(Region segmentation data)
- - - - - - -

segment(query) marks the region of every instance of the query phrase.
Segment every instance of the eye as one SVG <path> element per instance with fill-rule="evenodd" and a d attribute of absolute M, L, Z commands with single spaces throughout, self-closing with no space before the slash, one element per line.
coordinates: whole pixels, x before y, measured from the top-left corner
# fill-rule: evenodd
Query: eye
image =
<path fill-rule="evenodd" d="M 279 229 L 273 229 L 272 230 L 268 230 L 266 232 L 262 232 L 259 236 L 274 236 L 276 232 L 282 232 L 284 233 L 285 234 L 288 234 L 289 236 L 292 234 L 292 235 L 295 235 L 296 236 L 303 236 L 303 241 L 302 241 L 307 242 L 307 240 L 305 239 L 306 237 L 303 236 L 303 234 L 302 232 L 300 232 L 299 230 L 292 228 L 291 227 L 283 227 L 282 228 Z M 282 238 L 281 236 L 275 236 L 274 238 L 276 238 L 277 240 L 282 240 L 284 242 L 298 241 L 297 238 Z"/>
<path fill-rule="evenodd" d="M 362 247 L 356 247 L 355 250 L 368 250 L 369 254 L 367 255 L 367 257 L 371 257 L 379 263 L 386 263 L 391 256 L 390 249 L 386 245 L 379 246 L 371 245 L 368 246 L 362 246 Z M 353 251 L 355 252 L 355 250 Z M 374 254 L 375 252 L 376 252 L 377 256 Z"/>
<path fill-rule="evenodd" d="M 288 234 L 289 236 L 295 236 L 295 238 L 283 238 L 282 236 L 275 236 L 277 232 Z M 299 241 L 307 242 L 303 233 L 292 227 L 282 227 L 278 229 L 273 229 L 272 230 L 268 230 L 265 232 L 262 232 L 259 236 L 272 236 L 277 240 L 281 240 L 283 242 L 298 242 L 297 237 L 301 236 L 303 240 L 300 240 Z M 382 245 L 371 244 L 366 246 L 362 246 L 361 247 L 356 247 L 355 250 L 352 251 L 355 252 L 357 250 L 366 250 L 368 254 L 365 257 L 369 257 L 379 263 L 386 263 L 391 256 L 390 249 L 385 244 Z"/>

- - - - - - -

Which lines in the records contain the word "every"? Gather each of those lines and copy it out in full.

segment(query) marks the region of every instance of the query phrase.
Segment every instance of the eye as one SVG <path> element per instance with fill-rule="evenodd" and a d attribute of absolute M, L, Z commands with single spaces throughout, self-closing with no space before the slash, one element per line.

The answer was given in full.